[A data block]
====================

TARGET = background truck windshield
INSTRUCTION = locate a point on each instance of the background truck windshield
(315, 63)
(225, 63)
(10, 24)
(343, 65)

====================

- [WHAT YOU HAVE TO DO]
Please render the rows above as a two-column CSV with the headers "request" and "answer", giving each row its own line with its text and its answer. Put each value in one quoted field, and turn any line breaks into spaces.

- [WRITTEN SOLUTION]
request,answer
"TARGET = background truck windshield INSTRUCTION = locate a point on each instance of the background truck windshield","(315, 63) (225, 63) (10, 24) (343, 65)"